--- Begin Source data ---
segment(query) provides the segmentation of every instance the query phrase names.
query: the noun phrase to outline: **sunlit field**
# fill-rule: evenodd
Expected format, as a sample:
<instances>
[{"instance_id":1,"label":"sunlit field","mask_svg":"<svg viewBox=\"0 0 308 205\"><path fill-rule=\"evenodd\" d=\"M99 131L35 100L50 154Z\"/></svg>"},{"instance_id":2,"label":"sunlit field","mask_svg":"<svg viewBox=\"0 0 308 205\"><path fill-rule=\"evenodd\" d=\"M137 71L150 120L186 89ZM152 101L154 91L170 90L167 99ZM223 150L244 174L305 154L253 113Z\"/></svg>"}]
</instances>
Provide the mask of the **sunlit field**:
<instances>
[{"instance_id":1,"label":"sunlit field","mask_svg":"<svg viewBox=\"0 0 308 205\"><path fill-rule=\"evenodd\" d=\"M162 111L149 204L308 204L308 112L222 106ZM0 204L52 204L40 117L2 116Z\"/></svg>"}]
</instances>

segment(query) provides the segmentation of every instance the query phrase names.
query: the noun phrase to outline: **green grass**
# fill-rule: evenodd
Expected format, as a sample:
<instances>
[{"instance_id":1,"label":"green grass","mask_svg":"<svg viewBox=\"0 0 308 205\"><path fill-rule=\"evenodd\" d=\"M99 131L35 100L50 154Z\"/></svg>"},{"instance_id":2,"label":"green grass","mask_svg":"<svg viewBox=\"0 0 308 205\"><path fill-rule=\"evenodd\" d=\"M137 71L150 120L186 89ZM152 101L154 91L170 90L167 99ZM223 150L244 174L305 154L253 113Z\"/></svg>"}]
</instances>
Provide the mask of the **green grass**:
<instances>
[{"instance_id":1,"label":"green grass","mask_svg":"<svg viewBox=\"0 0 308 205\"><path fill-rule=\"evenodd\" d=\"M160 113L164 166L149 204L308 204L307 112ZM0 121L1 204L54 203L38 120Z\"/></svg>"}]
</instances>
--- End Source data ---
Task brief: Extract each line from the listing above, please, and repeat it exactly.

Exercise output:
segment(query) provides the segmentation of every instance the query phrase names.
query: the noun phrase to outline: **sunlit field**
# fill-rule: evenodd
Expected format, as a sample:
<instances>
[{"instance_id":1,"label":"sunlit field","mask_svg":"<svg viewBox=\"0 0 308 205\"><path fill-rule=\"evenodd\" d=\"M99 131L35 100L50 154Z\"/></svg>"},{"instance_id":2,"label":"sunlit field","mask_svg":"<svg viewBox=\"0 0 308 205\"><path fill-rule=\"evenodd\" d=\"M137 71L150 120L186 89ZM152 101L154 91L170 90L167 99ZM223 150L244 174L305 154L253 113Z\"/></svg>"}]
</instances>
Provide the mask of the **sunlit field**:
<instances>
[{"instance_id":1,"label":"sunlit field","mask_svg":"<svg viewBox=\"0 0 308 205\"><path fill-rule=\"evenodd\" d=\"M162 111L149 204L308 204L308 112L222 106ZM0 204L52 204L40 117L2 116Z\"/></svg>"}]
</instances>

segment(query) provides the segmentation of every instance the query phrase names.
query: the noun phrase to outline: **green grass**
# fill-rule: evenodd
Expected format, as a sample:
<instances>
[{"instance_id":1,"label":"green grass","mask_svg":"<svg viewBox=\"0 0 308 205\"><path fill-rule=\"evenodd\" d=\"M99 131L35 100L50 154Z\"/></svg>"},{"instance_id":2,"label":"green grass","mask_svg":"<svg viewBox=\"0 0 308 205\"><path fill-rule=\"evenodd\" d=\"M137 71L150 120L186 89ZM152 101L154 91L170 90L167 99ZM223 150L244 174L305 154L253 113Z\"/></svg>"}]
</instances>
Provide the mask of the **green grass**:
<instances>
[{"instance_id":1,"label":"green grass","mask_svg":"<svg viewBox=\"0 0 308 205\"><path fill-rule=\"evenodd\" d=\"M160 113L164 166L149 204L308 204L307 112ZM0 121L1 204L54 203L38 120Z\"/></svg>"}]
</instances>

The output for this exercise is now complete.